Перепиши дословно фрагмент из отрывка об искусстве ниже: всё, что начинается со слов «20 января 2018» и идёт вплоть до слов «наглядные, обстоятельные, механически-жестокие.».

Предоставленный отрывок:

* * * * * * * * *

Но вообще мне даже нравится, как эти босоногие арабские мальчишки и прекрасные персиянки ориенталистского арта мстят рыхлым покупателям Жерома и Льюиса.
20 января 2018 года
(В дополнение к предыдущему.) Пройдемся же по любому музею с живописью позапрошлого и начала прошлого века и увидим: живописна их нищета; наша нищета вызывает печаль, негодование, требования перемен. Вот один из столпов модерного сознания.
25 января 2018 года
После отпуска подцепил жестокий грипп, лежу уже пятый день, нет сил даже еду себе приготовить. Впрочем, есть не хочется. Грипп заставляет почувствовать все мельчайшие детали тела; ломит каждый сустав, ноет каждая косточка, зудит каждая мышца, просыпаются спящие болячки и встают в очередь, кому первой выскочить на арену после того, как Сеньор Инфлюэнца раскланяется. Грипп в этом смысле похож на анатомические рисунки XVII–XIX веков, подробные, наглядные, обстоятельные, механически-жестокие.
Когда тебя дергают – и пребольно – за все струны твоего тела, а даже повернуться на бок нет сил, что еще остается делать, кроме как думать об искусстве. Ars longa, тело бренно (тело Бреннер, ха). Вчера в твиттере какой-то британский журналист запостил фото своей комнаты в киевском отеле. Над кроватью картина, на ней – соблазнительная дивчина, полуприкрытая то ли тряпками, то ли кустиками, непонятно, изгибы, локоны, все как надо для живописи из провинциального борделя. Ну вообще-то реализм же, фигуративность, формы на месте, колорит то ли серовский, то ли аж ренуаровский, так что, подумал я, зря я так, бордель. Собственно, это и есть искусство, если с точки зрения статистической; подавляющее большинство людей, даже в очень продвинутых странах, где население с пеленок дрессируют любить contemporary art, вот такое и считают искусством. Я безо всякого высокомерия, просто факт. А потом я вспомнил: недели две тому мельком видел фото одной тетки из российского МИДа, она там то ли пресс-секретарь, то ли что-то в этом роде. Известна хамством и недюжинным талантом сплясать «Калинку». И вот она стоит на снимке, а за спиной – ее портрет, в том же духе, что и картина из киевского отеля. Конечно, одежды побольше и влияние Шилова присутствует, но по сути – один в один. Реализм. Фигуративность. Красиво.
И вот я лежу и думаю, что такое искусство возьмет реванш, нет, оно уже берет реванш. Оно – и люди, которые считают его единственно настоящим искусством – начинает мстить за десятилетия презрения, которым Высокое Искусство (поздний модернизм) и «современное искусство» исходило при виде красивеньких портретов, миленьких пейзажей и прочего. Назовем это искусство «популярным артом»; в отличие от «наивного искусства», где художники-самоучки ничем не отличались от зрителей, здесь специально выученные люди малюют Прекрасное согласно вкусам масс. Все честно. Но условием существования популярного арта как индустрии – никто не сомневается, что это гигантская индустрия, от художников в беретах на Монмартре или Карловом мосту до производства все той же гостиничной или ресторанной мазни и официальных и полуофициальных портретов – был отказ его от всяческих претензий. Он есть, но он в тени и его не обсуждают. Его массово любят, но признаться в том не комильфо. Таков был своего рода общественный договор. Сейчас этому приходит конец.

* * * * * * * * *

Исходные данные:

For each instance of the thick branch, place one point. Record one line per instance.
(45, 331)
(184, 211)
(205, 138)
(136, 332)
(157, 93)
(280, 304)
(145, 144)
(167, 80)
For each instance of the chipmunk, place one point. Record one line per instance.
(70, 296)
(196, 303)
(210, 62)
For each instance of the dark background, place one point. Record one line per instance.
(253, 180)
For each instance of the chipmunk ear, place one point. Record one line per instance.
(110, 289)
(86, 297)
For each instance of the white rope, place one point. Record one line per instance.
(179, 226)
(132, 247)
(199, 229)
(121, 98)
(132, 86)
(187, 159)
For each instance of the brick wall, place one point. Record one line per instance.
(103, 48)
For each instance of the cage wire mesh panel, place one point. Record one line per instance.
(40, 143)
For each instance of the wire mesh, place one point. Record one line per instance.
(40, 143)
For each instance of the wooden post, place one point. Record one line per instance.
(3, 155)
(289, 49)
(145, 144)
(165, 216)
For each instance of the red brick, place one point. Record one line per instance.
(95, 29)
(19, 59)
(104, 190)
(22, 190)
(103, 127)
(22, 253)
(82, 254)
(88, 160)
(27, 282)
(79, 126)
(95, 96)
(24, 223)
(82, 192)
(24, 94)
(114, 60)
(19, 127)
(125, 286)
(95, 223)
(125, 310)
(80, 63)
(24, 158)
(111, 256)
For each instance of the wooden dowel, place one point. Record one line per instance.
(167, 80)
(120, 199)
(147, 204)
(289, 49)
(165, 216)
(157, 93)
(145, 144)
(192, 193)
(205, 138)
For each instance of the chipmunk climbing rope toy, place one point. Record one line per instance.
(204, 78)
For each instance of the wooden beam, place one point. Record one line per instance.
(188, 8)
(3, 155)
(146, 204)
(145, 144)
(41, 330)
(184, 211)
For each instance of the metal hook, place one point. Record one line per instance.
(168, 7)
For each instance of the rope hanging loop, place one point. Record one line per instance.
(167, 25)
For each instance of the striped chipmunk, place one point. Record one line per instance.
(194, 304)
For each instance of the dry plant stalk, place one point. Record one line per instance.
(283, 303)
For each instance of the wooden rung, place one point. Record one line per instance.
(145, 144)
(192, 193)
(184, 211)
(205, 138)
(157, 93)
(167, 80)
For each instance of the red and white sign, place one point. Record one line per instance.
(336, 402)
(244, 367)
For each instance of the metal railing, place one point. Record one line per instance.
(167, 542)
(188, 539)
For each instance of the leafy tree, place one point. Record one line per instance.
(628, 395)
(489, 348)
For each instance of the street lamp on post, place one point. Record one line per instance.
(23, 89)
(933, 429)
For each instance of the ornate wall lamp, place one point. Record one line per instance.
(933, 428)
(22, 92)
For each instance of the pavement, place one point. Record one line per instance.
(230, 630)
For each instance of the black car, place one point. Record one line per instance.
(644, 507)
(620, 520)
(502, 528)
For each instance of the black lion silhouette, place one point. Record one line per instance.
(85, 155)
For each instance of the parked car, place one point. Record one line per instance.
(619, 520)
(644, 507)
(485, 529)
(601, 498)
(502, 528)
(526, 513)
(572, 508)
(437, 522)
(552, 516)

* * * * * * * * *

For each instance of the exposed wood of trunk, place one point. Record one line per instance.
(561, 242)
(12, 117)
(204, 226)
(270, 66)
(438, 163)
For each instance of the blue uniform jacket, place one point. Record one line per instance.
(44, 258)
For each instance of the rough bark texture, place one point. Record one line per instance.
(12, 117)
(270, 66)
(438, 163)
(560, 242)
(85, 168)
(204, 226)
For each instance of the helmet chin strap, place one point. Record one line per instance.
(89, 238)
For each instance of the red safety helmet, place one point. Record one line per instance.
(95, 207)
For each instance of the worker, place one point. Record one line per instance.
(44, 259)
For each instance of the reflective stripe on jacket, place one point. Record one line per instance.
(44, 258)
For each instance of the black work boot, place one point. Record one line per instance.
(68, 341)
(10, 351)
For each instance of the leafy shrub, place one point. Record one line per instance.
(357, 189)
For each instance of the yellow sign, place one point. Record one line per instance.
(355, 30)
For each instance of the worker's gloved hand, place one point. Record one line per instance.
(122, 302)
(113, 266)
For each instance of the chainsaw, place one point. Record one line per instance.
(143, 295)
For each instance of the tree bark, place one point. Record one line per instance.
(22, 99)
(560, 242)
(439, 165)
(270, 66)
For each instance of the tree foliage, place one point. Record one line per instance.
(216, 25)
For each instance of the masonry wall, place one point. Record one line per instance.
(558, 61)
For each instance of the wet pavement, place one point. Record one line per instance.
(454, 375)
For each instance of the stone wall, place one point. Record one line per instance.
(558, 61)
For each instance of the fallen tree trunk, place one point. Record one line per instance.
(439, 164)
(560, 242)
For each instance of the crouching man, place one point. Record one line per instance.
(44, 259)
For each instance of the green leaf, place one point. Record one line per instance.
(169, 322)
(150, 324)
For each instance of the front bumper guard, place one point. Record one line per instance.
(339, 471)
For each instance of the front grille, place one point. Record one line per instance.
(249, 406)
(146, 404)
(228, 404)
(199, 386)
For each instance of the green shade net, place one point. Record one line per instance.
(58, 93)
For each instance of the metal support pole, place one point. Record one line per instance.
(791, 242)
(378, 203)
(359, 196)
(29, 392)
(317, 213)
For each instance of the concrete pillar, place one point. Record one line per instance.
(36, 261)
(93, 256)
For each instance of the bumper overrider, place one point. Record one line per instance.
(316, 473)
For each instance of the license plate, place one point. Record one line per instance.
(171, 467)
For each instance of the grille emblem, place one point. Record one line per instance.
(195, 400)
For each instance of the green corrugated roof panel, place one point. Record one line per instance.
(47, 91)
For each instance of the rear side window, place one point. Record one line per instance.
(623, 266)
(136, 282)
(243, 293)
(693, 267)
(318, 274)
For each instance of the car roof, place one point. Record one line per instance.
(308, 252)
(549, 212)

* * * * * * * * *

Правильный ответ:
20 января 2018 года
(В дополнение к предыдущему.) Пройдемся же по любому музею с живописью позапрошлого и начала прошлого века и увидим: живописна их нищета; наша нищета вызывает печаль, негодование, требования перемен. Вот один из столпов модерного сознания.
25 января 2018 года
После отпуска подцепил жестокий грипп, лежу уже пятый день, нет сил даже еду себе приготовить. Впрочем, есть не хочется. Грипп заставляет почувствовать все мельчайшие детали тела; ломит каждый сустав, ноет каждая косточка, зудит каждая мышца, просыпаются спящие болячки и встают в очередь, кому первой выскочить на арену после того, как Сеньор Инфлюэнца раскланяется. Грипп в этом смысле похож на анатомические рисунки XVII–XIX веков, подробные, наглядные, обстоятельные, механически-жестокие.